──────── DATA FOR THIS TASK ────────

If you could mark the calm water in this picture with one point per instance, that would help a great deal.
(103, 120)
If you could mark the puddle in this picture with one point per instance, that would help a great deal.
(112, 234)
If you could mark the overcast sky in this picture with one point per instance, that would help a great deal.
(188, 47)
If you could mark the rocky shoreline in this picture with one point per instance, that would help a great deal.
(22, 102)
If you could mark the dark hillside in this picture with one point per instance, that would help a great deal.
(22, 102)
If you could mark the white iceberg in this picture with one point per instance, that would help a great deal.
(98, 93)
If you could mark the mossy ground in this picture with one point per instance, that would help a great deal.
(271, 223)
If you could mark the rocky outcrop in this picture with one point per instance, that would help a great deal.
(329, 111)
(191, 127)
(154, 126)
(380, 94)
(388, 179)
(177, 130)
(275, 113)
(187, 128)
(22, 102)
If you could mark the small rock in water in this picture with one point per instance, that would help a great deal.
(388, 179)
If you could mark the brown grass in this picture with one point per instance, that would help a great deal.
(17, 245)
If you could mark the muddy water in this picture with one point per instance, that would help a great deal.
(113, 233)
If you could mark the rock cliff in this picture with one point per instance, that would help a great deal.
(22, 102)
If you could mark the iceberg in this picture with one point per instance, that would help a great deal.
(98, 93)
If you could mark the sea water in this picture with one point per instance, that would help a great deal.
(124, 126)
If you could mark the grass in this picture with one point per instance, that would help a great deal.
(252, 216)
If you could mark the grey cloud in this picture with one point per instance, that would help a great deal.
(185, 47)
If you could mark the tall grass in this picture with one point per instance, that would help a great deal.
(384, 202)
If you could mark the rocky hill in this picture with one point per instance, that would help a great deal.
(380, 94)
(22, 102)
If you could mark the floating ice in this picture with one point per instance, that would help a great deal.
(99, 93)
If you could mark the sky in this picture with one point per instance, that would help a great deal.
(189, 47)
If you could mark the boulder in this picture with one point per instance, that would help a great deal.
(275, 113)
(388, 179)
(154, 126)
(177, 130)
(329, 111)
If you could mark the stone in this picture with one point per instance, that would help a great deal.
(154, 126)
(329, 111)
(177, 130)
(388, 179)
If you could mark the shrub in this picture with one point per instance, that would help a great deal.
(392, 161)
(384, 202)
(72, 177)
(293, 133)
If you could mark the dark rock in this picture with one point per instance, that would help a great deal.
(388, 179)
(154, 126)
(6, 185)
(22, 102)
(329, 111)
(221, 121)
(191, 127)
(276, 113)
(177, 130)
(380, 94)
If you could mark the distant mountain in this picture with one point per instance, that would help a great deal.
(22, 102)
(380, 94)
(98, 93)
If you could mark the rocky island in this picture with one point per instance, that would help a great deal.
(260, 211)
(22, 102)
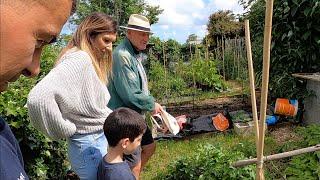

────────

[INSTRUCTIONS TO FOLLOW]
Copy out the entries above, replacing "in this picture" with "in this photo" throughout and keeping everything else the same. Leave out the pictures.

[FINAL RESULT]
If you could mark the calm water in this photo with one point per instance, that would help a great deal.
(103, 120)
If you could mark the puddle in this photo with one point per instance, that would help a great deal.
(112, 234)
If you could mark the overcast sky in this photo with one point per instance, that would help a great deal.
(188, 47)
If you could mark the rocky shoreline in this photo with one point per instance, that would help a great deal.
(22, 102)
If you could mark the dark hillside in this photo with one point per instance, that would help a great deal.
(22, 102)
If you could mark the white iceberg in this photo with one point per instance, that would help a great deal.
(98, 93)
If you could mark the mossy ground in this photo with one point per instance, that would help a great deal.
(271, 223)
If you could mark the rocky outcrop in this photo with one point per instance, that would help a great deal.
(329, 111)
(191, 127)
(154, 126)
(380, 94)
(388, 179)
(177, 130)
(275, 113)
(187, 128)
(22, 102)
If you could mark the small rock in water in this photo with one point per instance, that would help a great deal.
(388, 179)
If you could mark the brown grass in this photo with one point per instance, that would help a great deal.
(17, 245)
If you could mark the muddy water in this photo with one point per instance, that would help a great deal.
(113, 233)
If you could mark the rock cliff in this photo with one point per instance, that would help a great deal.
(22, 102)
If you could mark the iceberg in this photo with one point per instance, that would help a great deal.
(98, 93)
If you could mark the sea water in this photo with one point per instance, that would help a great deal.
(124, 126)
If you could mark the grass in this photo with one point per instance, that would help a great deal.
(252, 216)
If you could mark the grey cloud in this photo with one point per instance, that would help a great deal.
(185, 47)
If you could mark the tall grass in this photo with one point per instance, that would help a great deal.
(384, 202)
If you could mark the rocky hill in this photo with one point per instance, that would help a great deal.
(380, 94)
(22, 102)
If you could mark the floating ice in this photo with one point per instance, that would help a great deal.
(99, 93)
If you could mark the sky in this photo with one point per instance, that would help a great deal.
(189, 47)
If you could mark the boulder in this photo with one point per instance, that would help a great deal.
(275, 113)
(388, 179)
(154, 126)
(177, 130)
(329, 111)
If you could mark the stone in this photo with one point per instance, that would help a great deal.
(154, 126)
(329, 111)
(177, 130)
(388, 179)
If you could mark the shrub in this photo with one point per instance, that would help a great deal.
(392, 161)
(384, 202)
(72, 177)
(293, 133)
If you could mark the dark rock in this photo with one point per instance, that would help a great deal.
(388, 179)
(154, 126)
(6, 185)
(22, 102)
(329, 111)
(221, 121)
(191, 127)
(276, 113)
(177, 130)
(380, 94)
If you could mark the distant mountain in this photo with one point per instance, that would help a great deal.
(22, 102)
(380, 94)
(98, 93)
If you could mark the rocky island in this photo with one point per instance, that would help a great deal.
(260, 211)
(22, 102)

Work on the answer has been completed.